(Excerpts of pointing data)
[start]

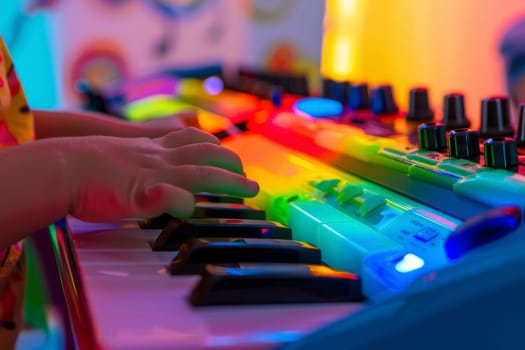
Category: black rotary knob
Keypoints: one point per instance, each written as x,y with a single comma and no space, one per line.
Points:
432,136
335,90
463,144
358,97
520,138
454,116
495,118
500,153
418,105
382,101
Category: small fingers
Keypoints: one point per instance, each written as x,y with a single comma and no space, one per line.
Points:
212,179
187,136
164,198
206,154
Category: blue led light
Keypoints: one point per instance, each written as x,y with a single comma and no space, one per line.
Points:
318,107
213,85
408,263
482,229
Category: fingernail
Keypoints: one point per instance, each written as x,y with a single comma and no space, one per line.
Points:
253,185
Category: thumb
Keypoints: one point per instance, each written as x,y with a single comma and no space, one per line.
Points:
164,198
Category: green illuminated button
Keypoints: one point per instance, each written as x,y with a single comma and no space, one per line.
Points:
367,201
326,186
461,167
430,158
347,193
494,187
344,245
306,217
434,176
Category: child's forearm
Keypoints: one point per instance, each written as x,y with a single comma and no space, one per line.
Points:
99,178
72,123
34,190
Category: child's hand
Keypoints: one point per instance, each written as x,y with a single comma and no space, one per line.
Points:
141,177
173,122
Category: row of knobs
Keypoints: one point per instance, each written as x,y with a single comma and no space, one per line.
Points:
452,133
464,143
495,115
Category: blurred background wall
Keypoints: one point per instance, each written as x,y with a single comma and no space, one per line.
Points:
447,45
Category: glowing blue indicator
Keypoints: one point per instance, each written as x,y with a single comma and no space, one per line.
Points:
213,85
318,107
408,263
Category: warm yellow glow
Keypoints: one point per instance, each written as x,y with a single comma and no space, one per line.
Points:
342,40
436,43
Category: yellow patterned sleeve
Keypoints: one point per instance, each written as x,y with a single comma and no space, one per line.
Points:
16,120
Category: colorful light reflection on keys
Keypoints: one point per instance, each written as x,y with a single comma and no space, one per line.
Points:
408,263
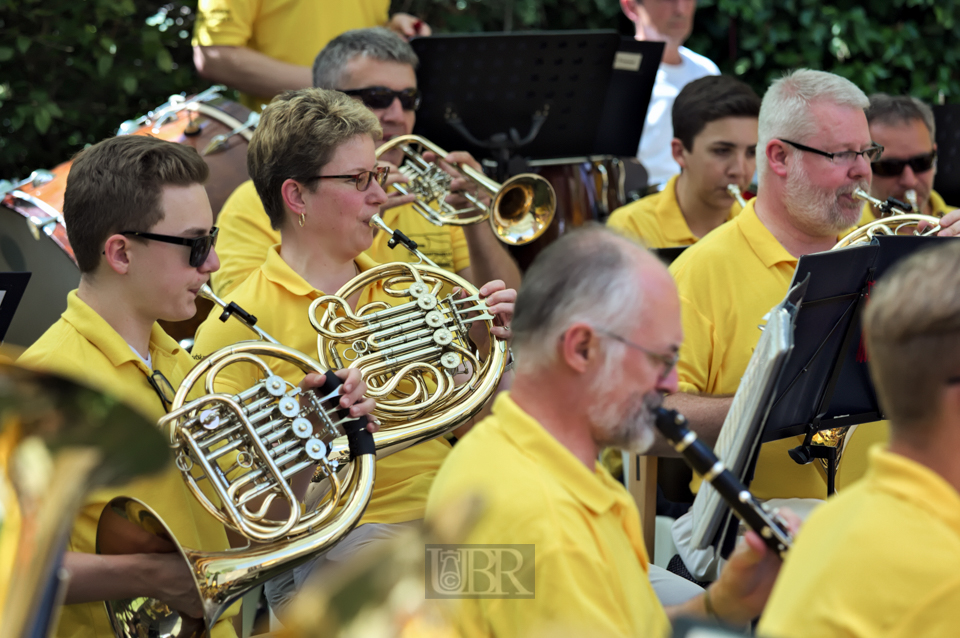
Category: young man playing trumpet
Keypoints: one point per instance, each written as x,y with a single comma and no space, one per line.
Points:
313,162
880,558
715,145
376,67
142,230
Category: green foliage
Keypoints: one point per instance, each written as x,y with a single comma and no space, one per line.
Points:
892,46
71,71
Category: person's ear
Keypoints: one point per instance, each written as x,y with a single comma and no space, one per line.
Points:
578,347
116,253
292,192
777,155
678,151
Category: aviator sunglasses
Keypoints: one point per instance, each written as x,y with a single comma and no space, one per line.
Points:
380,97
199,246
892,168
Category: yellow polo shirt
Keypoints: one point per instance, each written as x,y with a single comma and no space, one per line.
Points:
880,559
656,220
591,567
246,234
280,299
939,207
291,31
81,345
727,282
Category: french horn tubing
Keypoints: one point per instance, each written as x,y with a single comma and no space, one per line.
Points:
521,210
238,455
415,354
896,222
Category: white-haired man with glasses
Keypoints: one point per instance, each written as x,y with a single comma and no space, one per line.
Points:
376,67
596,332
816,150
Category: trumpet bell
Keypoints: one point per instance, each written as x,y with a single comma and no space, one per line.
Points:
523,209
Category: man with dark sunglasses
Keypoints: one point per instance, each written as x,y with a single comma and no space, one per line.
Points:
377,68
905,127
141,227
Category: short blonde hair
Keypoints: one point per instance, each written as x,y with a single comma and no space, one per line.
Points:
298,134
912,329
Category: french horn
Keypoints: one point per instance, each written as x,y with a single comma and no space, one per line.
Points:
415,355
521,210
895,221
238,455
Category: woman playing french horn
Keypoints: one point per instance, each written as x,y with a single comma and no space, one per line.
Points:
313,162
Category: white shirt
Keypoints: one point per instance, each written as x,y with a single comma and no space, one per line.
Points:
654,152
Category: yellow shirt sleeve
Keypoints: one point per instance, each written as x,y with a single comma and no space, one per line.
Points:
224,22
245,236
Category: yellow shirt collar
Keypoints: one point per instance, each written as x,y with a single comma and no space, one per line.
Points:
761,240
596,490
101,334
276,270
914,483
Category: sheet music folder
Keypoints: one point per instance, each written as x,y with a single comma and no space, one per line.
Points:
594,87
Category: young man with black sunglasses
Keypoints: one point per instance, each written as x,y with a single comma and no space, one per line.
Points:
376,67
905,127
141,227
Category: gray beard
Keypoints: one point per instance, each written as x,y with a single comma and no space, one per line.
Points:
817,212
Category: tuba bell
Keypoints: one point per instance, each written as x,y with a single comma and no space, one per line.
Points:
238,455
521,210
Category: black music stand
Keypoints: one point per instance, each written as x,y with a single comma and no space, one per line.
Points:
12,287
826,382
545,95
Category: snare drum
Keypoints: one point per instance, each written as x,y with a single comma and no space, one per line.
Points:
37,207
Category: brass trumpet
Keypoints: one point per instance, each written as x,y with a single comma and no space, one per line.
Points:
896,222
416,357
521,210
238,454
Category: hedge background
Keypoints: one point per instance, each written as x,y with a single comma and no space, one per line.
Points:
71,72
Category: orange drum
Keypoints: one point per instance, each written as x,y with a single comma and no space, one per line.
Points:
587,190
33,237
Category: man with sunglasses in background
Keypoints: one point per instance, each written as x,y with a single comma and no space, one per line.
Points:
905,127
141,228
266,47
376,67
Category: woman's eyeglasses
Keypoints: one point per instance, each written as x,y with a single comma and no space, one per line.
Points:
364,178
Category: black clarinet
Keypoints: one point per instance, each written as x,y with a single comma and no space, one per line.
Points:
771,528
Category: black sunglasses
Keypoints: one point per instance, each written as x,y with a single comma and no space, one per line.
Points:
917,163
380,97
199,246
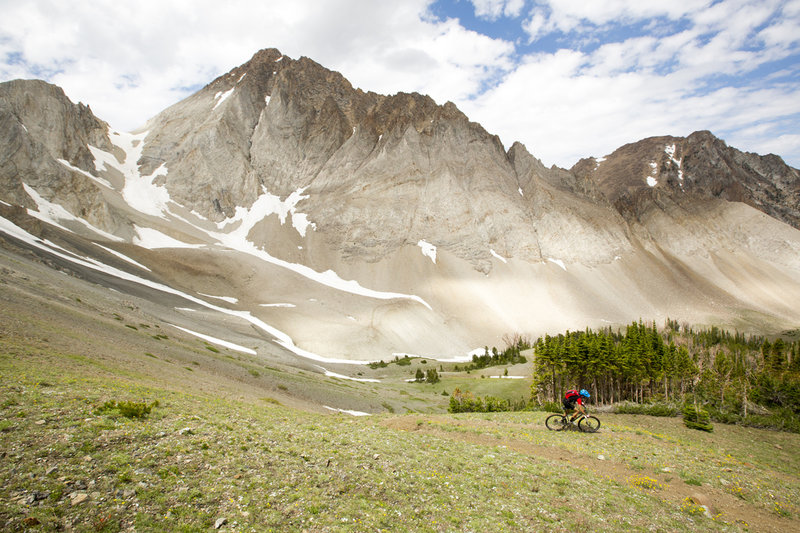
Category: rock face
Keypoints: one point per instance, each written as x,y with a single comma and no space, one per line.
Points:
42,134
291,181
698,167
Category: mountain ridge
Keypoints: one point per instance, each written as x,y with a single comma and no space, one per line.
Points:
392,224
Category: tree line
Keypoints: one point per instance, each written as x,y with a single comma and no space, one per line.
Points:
729,372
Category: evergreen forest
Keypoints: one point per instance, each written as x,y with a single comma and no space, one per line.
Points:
733,376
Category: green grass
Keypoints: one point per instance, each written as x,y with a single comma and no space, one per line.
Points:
197,458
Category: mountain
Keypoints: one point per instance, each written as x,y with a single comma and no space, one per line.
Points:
281,209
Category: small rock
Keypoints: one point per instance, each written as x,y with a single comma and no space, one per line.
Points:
78,498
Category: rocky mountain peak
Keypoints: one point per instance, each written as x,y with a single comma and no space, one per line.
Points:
699,166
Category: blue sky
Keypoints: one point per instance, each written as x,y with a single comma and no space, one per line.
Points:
568,78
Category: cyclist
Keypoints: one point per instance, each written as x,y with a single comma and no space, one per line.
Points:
573,403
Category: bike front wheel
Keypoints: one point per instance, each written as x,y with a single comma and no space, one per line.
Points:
556,422
589,424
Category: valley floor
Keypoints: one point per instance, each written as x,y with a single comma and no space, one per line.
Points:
243,444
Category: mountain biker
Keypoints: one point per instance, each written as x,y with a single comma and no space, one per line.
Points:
573,403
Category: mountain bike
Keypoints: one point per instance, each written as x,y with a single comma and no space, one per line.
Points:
585,423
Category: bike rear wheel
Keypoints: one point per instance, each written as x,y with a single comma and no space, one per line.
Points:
589,424
556,422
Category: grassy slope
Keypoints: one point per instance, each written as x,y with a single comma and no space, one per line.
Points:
219,446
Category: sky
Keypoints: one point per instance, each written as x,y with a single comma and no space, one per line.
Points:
567,78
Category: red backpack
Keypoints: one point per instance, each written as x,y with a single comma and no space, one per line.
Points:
570,394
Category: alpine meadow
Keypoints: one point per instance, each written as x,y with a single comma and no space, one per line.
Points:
289,304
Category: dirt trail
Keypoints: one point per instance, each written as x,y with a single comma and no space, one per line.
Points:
729,508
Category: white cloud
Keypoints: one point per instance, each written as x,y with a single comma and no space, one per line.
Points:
625,69
494,9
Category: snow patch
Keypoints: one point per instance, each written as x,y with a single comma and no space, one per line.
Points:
279,337
330,374
428,250
670,151
268,204
139,192
222,96
498,256
216,341
651,179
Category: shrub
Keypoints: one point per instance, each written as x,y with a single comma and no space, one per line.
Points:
128,409
655,409
696,418
548,407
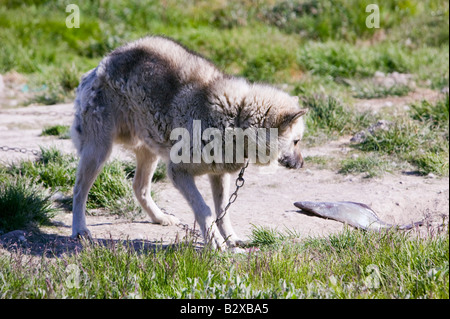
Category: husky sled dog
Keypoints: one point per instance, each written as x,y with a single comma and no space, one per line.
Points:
142,91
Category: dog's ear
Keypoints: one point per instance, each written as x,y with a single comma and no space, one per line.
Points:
289,118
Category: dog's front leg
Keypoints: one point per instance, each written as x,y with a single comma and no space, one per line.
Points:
220,185
185,183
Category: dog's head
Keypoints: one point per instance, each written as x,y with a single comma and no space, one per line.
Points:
290,133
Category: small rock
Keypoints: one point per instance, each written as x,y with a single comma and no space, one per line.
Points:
14,236
379,74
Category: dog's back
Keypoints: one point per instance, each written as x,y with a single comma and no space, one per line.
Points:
135,84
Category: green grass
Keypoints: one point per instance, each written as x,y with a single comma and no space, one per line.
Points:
328,117
351,264
61,131
324,39
56,171
421,140
23,204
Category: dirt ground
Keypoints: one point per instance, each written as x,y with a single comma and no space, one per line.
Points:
267,197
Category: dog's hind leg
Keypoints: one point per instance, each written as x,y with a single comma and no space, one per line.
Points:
146,166
220,185
92,158
185,183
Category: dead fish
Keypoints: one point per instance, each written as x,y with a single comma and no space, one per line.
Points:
354,214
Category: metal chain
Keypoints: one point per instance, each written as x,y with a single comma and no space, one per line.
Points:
22,150
240,181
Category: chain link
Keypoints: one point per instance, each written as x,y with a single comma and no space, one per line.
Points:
22,150
240,181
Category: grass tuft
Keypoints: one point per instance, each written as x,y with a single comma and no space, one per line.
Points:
23,204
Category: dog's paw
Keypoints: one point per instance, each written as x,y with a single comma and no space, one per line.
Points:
237,242
168,220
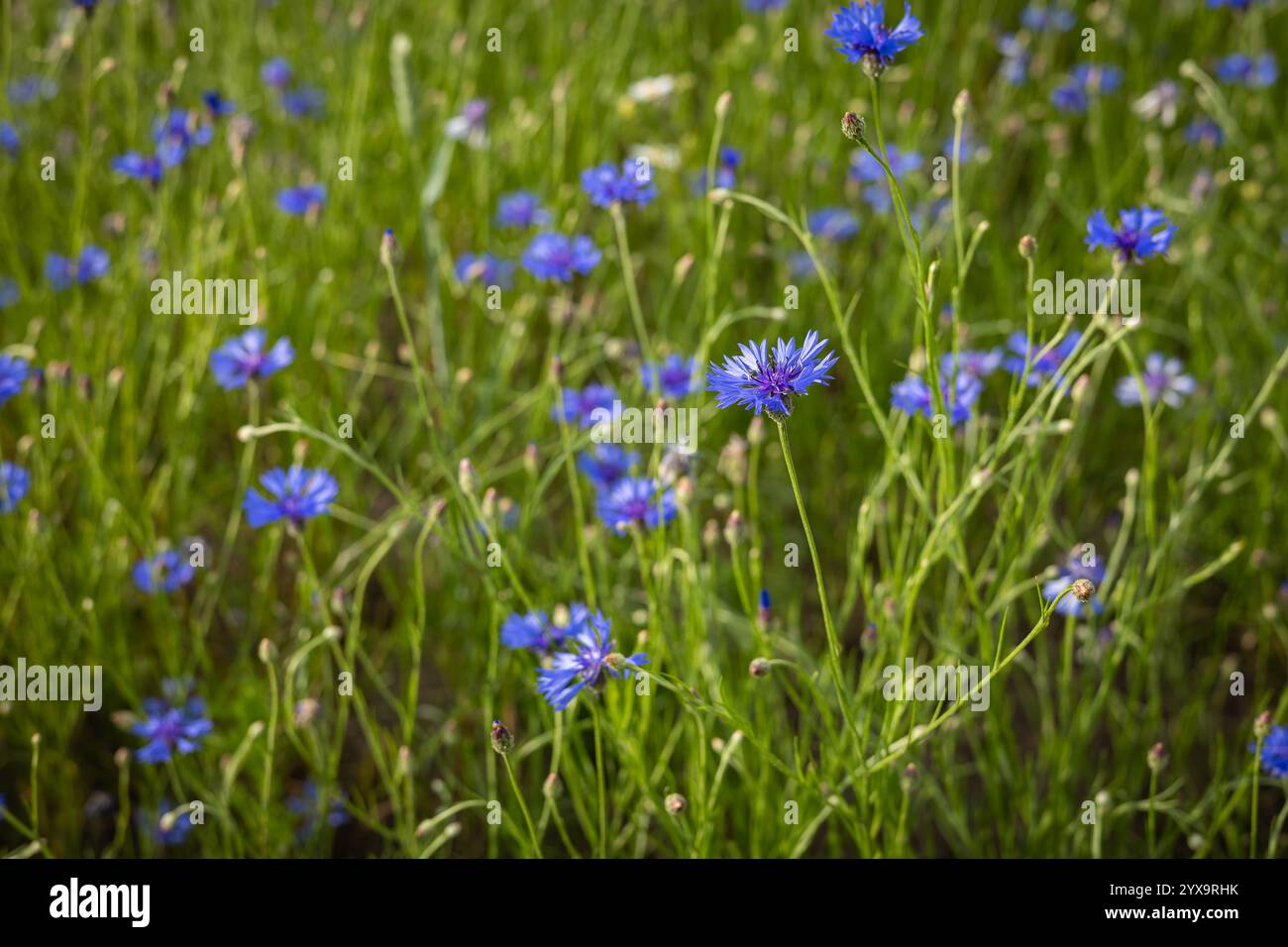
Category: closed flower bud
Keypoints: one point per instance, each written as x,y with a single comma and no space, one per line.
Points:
502,741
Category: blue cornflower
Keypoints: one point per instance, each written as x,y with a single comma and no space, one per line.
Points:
537,631
832,223
674,376
912,395
726,170
1164,380
297,493
520,209
635,500
471,125
275,72
13,373
132,163
977,364
217,105
484,268
589,659
554,257
1072,570
165,571
1042,368
1274,753
178,830
1205,132
304,102
581,406
606,185
307,198
62,272
178,133
605,464
308,805
168,725
1243,69
1038,17
1142,232
13,486
1016,58
1074,93
768,380
244,357
862,34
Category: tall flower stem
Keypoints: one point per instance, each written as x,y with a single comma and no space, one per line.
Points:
523,806
833,646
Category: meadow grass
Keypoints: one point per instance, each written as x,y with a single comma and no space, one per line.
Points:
876,539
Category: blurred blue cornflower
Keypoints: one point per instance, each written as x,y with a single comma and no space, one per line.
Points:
217,105
244,357
862,35
832,223
132,163
304,102
764,379
484,268
171,724
178,133
589,660
913,395
62,272
308,805
1243,69
606,463
13,486
305,198
674,377
554,257
537,631
1070,571
165,571
1274,753
635,500
1205,132
297,493
581,406
726,170
1042,368
1164,380
275,72
13,373
1142,232
605,184
471,125
520,209
1039,17
1074,93
973,363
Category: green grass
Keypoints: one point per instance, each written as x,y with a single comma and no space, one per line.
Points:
939,545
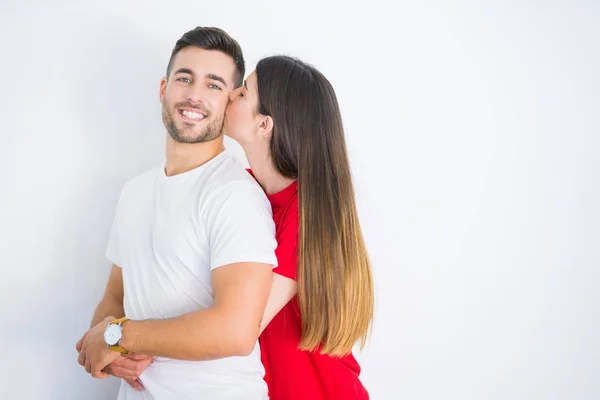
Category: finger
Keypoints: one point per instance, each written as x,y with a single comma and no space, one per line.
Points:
97,370
81,358
123,373
97,373
136,384
137,356
126,363
79,344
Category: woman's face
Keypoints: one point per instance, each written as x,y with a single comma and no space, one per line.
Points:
242,120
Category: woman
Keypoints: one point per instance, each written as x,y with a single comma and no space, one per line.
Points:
287,119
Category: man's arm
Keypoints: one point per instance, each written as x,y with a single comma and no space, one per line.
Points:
229,328
282,291
112,301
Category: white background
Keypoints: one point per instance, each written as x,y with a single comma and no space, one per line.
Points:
473,132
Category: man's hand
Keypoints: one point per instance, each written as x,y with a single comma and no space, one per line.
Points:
94,354
129,367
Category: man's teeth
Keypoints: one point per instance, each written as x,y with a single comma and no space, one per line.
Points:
192,115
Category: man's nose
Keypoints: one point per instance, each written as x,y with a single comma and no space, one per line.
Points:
232,95
196,93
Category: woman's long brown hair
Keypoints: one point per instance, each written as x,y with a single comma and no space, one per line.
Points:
335,285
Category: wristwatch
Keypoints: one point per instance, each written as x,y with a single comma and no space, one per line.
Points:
113,334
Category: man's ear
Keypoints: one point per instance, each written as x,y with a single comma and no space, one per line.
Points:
163,88
265,128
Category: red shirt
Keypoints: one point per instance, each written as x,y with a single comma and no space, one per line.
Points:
292,374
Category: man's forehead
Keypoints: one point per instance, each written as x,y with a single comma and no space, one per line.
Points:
205,62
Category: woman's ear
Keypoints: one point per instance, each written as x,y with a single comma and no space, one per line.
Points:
265,128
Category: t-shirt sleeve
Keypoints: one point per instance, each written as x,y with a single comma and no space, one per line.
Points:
240,226
287,244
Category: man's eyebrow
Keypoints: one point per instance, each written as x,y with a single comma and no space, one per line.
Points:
184,71
216,78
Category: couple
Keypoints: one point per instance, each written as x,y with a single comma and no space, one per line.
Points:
230,284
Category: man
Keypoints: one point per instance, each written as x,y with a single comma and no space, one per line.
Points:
192,247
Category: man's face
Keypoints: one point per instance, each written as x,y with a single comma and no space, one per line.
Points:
195,94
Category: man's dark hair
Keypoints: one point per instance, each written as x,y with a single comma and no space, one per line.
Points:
210,38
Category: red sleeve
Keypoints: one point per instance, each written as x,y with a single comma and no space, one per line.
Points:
287,243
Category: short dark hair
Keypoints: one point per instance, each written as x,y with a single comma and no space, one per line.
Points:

[end]

*Written task:* All lines from the line containing "Category: man's eyebrow" through the end of the listing above are to be duplicated exactly; include both ends and nothing further.

*Result:*
Category: man's eyebrow
Keypoints: one point per instance, each written as x,y with a single comma and no space, one per line.
Points:
184,71
216,78
Category: couple
Keypoints: one point per instance, each written as x,y with a single comma and no space, one per line.
Points:
230,284
Category: man
Keypoints: one point per instance, each written as x,y with a single comma and no space, one per line.
Points:
192,247
Category: man's face
Keypoints: one point per instance, each written as x,y with a single comma and no space, one per line.
Points:
195,94
Category: man's dark hair
Keypoints: one point per instance, each written as x,y with a single comma and no space, one per line.
Points:
210,38
Category: red sleeve
Keypoints: one point per instance, each written as x,y with a single comma and no space, one per line.
Points:
287,243
Category: short dark hair
Keypoints: one point per instance, each written as x,y with a single comma and no space, one per line.
Points:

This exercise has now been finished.